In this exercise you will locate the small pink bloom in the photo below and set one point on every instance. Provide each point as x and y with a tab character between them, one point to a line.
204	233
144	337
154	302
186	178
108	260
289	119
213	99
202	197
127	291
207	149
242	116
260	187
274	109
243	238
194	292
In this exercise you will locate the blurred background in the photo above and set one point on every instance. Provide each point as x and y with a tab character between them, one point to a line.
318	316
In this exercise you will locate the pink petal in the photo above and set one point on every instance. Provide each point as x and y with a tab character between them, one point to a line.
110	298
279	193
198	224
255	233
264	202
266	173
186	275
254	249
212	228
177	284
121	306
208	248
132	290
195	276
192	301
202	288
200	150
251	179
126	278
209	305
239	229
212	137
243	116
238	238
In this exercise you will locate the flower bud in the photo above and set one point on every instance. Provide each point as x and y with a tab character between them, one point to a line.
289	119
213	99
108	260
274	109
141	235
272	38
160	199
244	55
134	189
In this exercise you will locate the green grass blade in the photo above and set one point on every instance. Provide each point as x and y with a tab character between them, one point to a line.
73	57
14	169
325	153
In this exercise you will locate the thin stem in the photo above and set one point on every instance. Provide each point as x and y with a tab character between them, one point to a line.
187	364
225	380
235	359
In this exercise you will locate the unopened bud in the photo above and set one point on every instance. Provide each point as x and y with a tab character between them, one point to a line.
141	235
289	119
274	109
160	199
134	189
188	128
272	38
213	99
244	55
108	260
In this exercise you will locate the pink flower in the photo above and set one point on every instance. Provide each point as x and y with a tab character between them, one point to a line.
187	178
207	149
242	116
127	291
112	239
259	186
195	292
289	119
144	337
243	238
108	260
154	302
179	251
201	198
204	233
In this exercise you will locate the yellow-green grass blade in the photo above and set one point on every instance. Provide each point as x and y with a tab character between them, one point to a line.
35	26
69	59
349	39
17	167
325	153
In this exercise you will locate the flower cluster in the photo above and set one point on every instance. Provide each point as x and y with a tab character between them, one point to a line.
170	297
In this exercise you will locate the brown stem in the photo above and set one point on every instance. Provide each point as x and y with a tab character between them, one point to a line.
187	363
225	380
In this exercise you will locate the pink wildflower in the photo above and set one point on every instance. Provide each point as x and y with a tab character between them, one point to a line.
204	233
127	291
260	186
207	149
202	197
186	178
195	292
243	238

(Task requirements): Each entry is to be retyped precisely as it stands.

(Written solution):
In this exercise you will locate the small pink bloom in the photo below and set one point on every instance. Provide each point as x and y with a tab character between them, one point to a line.
204	233
144	337
154	302
186	178
108	260
289	119
213	99
202	197
127	291
207	149
242	116
260	187
274	109
243	238
194	292
In this exercise you will locate the blurred background in the photo above and set one point on every instance. Provide each point as x and y with a tab character between them, one point to a line.
318	316
In this exercise you will locate the pink petal in the photo above and set one point on every instance. Provide each point as x and y with a tab character between them, one point to a line.
110	298
279	193
198	224
255	233
264	202
266	173
186	275
254	249
212	228
177	284
121	306
208	248
132	290
195	276
192	301
202	288
200	150
251	179
126	278
209	305
239	229
212	137
243	116
238	238
In this exercise you will locate the flower bud in the photo above and set one point on every instance. Provide each point as x and y with a tab character between them, one point to a line.
289	119
213	99
108	260
274	109
141	235
272	38
160	199
244	55
134	189
In this exercise you will locate the green grass blade in the photo above and set one point on every instance. Provide each point as x and y with a tab character between them, one point to a line.
73	57
14	169
325	153
In this exercise you will locate the thin stem in the photo above and set one point on every instance. Provide each point as x and y with a tab character between them, one point to a line.
187	364
225	380
235	359
In this exercise you will locate the unopened bud in the photo above and set one point on every instance. Provide each point as x and y with a tab character between them, one point to a line.
141	235
289	119
274	109
160	199
134	189
188	128
272	38
213	99
244	55
108	260
In this exercise you will locate the pink flower in the photo above and set one point on every instance. Provide each point as x and y with a tab character between them, one point to a line.
187	178
207	149
242	116
127	291
112	239
259	186
195	292
289	119
144	337
243	238
108	260
154	302
179	251
201	198
204	233
In this exercise you will locate the yellow-green grass blade in the photo above and set one point on every instance. Provide each point as x and y with a tab character between them, one point to a line.
35	26
69	59
349	39
17	167
325	153
In this exercise you will locate the flower cluster in the photo above and set one point on every instance. Provide each point as x and y with a tab character between them, one point to a line.
170	297
In this exercise you will locate the brown stem in the photo above and set one point on every instance. Provide each point as x and y with a tab character between them, one point to a line.
187	363
225	380
In this exercise you will locate the pink wildflower in the photo above and set one point on every instance. Provide each point as x and y with a tab character between them, one point to a line.
204	233
127	291
260	186
207	149
202	197
186	178
195	292
243	238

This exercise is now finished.